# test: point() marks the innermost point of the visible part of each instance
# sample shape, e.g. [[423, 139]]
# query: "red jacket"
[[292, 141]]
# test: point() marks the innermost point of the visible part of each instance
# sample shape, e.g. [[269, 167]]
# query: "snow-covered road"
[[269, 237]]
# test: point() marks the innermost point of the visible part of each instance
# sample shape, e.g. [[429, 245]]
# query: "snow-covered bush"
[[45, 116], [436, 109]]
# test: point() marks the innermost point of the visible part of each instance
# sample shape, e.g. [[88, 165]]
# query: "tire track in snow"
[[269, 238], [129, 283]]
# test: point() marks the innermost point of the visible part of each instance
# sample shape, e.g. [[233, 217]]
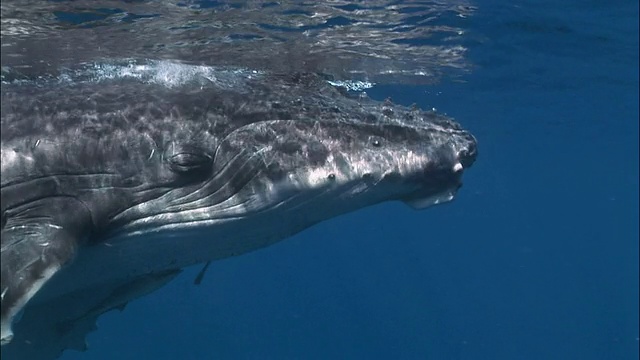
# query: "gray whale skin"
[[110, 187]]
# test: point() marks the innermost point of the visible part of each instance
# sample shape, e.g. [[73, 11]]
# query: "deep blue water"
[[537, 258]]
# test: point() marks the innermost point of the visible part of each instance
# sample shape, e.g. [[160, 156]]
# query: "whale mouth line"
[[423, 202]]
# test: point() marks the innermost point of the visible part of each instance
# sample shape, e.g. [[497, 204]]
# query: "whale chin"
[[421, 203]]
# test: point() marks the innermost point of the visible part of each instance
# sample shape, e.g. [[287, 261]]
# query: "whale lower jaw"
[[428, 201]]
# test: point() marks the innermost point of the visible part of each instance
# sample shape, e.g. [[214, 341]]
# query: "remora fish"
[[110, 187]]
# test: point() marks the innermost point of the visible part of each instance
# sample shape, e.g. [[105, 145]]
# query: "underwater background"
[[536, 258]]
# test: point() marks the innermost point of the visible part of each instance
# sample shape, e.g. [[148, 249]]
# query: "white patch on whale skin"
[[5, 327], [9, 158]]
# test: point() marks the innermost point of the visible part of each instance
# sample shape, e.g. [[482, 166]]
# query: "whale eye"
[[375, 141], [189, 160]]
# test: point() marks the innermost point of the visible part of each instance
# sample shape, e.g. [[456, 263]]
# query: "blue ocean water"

========

_DO THIS_. Reproduce all of the lines above word for word, leaving out the pictures.

_RESPONSE TO THE EXERCISE_.
# test: point() marks the innermost point of the visible part of each instance
# sample shape, e.g. [[423, 139]]
# query: "red jacket"
[[292, 141]]
# test: point() marks the innermost point of the visible part of each instance
# sample shape, e.g. [[269, 167]]
# query: "snow-covered road"
[[269, 237]]
# test: point() marks the innermost point of the visible part of each instance
# sample shape, e.g. [[429, 245]]
# query: "snow-covered bush"
[[45, 116], [436, 109]]
# test: point() marks the innermost point of the visible part of each instance
# sample shape, e.g. [[88, 165]]
# query: "tire track in snow"
[[269, 238], [129, 283]]
# test: point() marks the innermost point of the visible part of each instance
# sample shape, e.g. [[233, 217]]
# query: "gray whale skin"
[[110, 187]]
# test: point() marks the innermost point of the visible part of each instance
# sample shape, e.g. [[73, 11]]
# query: "deep blue water"
[[537, 258]]
# test: point() marks the innermost point of the visible part of each instance
# sample shape, e.g. [[160, 156]]
# query: "whale mouth line"
[[423, 202]]
# test: point() marks the innermost point of the visible part of each instance
# sample shape, e.g. [[497, 204]]
# query: "whale chin"
[[421, 203]]
# test: point() marks the innermost point of the visible part of each instance
# sample shape, e.g. [[287, 261]]
# query: "whale lower jaw"
[[428, 201]]
# test: point() marks the innermost point of the visible part of each instance
# sample shape, e.g. [[214, 341]]
# query: "remora fish"
[[110, 187]]
# test: point() marks the innermost point of the visible part of each instance
# sample shape, e.g. [[105, 145]]
# query: "underwater background"
[[536, 258]]
# test: point() marks the innermost point of the visible part of each instance
# sample shape, e.g. [[148, 249]]
# query: "white patch on whale skin"
[[5, 327], [9, 158]]
# test: point() marks the innermost point of the visible part of each instance
# sample shape, e.g. [[482, 166]]
# query: "whale eye"
[[375, 141], [189, 160]]
# test: point() marks the innermost point of the visible part of each instance
# sample shape, e.g. [[456, 263]]
# query: "blue ocean water"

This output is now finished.